+++ Recorded information +++

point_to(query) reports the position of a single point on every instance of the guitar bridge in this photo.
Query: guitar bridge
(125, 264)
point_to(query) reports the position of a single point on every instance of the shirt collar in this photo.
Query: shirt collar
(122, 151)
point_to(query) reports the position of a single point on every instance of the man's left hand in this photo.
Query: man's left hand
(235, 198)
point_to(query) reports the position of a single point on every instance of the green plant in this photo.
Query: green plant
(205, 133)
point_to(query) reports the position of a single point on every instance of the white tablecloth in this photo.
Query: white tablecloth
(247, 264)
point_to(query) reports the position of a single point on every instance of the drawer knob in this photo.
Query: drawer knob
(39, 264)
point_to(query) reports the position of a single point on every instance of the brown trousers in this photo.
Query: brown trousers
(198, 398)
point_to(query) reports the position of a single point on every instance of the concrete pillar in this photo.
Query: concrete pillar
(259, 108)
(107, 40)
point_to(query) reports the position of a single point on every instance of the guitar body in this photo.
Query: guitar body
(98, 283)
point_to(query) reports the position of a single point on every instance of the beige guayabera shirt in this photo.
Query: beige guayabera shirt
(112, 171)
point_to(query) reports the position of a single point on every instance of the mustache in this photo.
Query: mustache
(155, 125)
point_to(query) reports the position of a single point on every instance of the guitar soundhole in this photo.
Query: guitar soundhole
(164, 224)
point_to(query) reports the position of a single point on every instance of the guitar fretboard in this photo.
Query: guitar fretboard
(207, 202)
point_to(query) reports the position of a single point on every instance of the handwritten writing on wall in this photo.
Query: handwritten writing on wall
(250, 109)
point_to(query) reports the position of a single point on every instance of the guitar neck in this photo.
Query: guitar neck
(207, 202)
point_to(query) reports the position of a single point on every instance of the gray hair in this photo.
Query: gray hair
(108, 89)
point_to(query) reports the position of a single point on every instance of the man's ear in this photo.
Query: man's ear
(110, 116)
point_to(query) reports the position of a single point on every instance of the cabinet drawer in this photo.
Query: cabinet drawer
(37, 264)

+++
+++ Recorded information +++

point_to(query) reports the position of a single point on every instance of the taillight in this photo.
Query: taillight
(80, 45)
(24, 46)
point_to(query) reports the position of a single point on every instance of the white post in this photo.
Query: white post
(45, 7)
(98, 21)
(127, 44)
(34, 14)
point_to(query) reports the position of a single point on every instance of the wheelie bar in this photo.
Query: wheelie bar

+++
+++ Recorded information +++

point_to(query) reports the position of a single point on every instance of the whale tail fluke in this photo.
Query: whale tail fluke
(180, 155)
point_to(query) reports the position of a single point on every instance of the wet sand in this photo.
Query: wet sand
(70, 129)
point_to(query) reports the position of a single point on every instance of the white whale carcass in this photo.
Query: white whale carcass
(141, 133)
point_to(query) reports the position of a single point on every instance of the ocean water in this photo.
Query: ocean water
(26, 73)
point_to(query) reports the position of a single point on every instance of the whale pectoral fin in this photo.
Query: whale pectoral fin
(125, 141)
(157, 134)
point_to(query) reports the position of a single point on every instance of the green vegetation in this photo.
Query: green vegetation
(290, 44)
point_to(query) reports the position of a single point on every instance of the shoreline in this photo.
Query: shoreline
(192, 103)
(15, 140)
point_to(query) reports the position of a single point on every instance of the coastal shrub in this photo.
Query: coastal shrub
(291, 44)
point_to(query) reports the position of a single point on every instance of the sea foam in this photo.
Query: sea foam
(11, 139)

+++

• Exercise requirements
Using the entries above, output exactly the lines between the line holding "bridge in this photo." and the line holding "knob in this photo.", end lines included, and nothing more.

• Solution to this problem
point_to(query) reports the position of a single point on every instance of the guitar bridge in this photo.
Query: guitar bridge
(125, 264)
point_to(query) reports the position of a single point on every instance of the shirt collar in this photo.
Query: shirt collar
(122, 151)
point_to(query) reports the position of a single point on every instance of the man's left hand in this photo.
Query: man's left hand
(235, 198)
point_to(query) reports the position of a single point on every instance of the green plant in this photo.
Query: green plant
(205, 133)
point_to(query) reports the position of a single point on every instance of the white tablecloth in this photo.
Query: white tablecloth
(247, 264)
point_to(query) reports the position of a single point on every instance of the drawer knob in this photo.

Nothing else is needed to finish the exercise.